The request: Only the lines from the line holding "Warehouse picking: mark the distant" to the last line should be output, each exactly as given.

Source material:
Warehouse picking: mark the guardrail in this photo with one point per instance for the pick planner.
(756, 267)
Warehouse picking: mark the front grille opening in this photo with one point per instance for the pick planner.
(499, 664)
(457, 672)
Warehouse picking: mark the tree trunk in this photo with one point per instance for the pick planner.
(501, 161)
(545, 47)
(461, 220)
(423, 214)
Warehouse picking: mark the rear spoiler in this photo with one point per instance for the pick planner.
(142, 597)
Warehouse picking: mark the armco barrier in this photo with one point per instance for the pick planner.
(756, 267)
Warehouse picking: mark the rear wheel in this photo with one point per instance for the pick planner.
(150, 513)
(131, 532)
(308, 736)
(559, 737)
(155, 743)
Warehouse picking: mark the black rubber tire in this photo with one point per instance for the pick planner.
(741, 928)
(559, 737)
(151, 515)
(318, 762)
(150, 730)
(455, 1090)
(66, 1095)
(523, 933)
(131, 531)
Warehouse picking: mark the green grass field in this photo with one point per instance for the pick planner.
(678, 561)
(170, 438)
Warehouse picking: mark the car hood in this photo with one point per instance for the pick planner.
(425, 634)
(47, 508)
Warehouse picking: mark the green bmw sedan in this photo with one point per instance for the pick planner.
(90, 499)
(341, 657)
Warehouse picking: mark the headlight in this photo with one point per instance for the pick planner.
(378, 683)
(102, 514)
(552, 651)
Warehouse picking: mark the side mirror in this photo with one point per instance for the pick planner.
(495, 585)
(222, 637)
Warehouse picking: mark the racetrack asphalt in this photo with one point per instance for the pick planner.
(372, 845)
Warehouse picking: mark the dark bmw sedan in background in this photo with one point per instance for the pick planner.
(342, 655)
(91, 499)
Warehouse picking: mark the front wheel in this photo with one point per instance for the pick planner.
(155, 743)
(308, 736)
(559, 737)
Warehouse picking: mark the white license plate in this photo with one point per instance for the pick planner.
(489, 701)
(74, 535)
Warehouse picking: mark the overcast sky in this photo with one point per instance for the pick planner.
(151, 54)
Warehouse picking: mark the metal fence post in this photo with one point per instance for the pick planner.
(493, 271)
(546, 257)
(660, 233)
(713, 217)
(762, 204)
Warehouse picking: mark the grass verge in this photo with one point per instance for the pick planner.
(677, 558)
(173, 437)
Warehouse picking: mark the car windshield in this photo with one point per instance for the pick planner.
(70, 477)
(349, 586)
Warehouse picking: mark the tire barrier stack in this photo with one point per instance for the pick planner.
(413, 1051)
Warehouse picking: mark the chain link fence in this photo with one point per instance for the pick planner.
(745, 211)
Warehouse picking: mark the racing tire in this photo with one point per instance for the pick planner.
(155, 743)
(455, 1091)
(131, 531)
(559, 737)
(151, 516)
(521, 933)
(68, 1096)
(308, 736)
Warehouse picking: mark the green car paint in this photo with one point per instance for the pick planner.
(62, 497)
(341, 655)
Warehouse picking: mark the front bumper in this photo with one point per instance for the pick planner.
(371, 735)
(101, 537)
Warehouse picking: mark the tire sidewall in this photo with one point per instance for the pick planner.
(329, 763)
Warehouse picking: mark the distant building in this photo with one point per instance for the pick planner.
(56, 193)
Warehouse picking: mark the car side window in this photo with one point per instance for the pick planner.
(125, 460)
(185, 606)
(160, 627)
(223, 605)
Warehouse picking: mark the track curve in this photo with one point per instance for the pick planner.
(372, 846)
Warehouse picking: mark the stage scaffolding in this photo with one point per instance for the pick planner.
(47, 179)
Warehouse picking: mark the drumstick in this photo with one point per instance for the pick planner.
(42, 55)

Solution for this problem:
Warehouse picking: mark the distant building in this photo with one point per instance for the pick planner.
(56, 193)
Warehouse picking: mark the car side window in this photo with one point per instance for the pick planner.
(125, 460)
(185, 606)
(160, 627)
(223, 605)
Warehouse picking: mark the track curve in this photo with one point per instance for the pick planner.
(372, 846)
Warehouse picking: mark the stage scaffolding in this photo with one point per instance for the pick planner.
(47, 179)
Warehouse picking: mark the drumstick in this photo with one point per instance for the pick planner.
(42, 55)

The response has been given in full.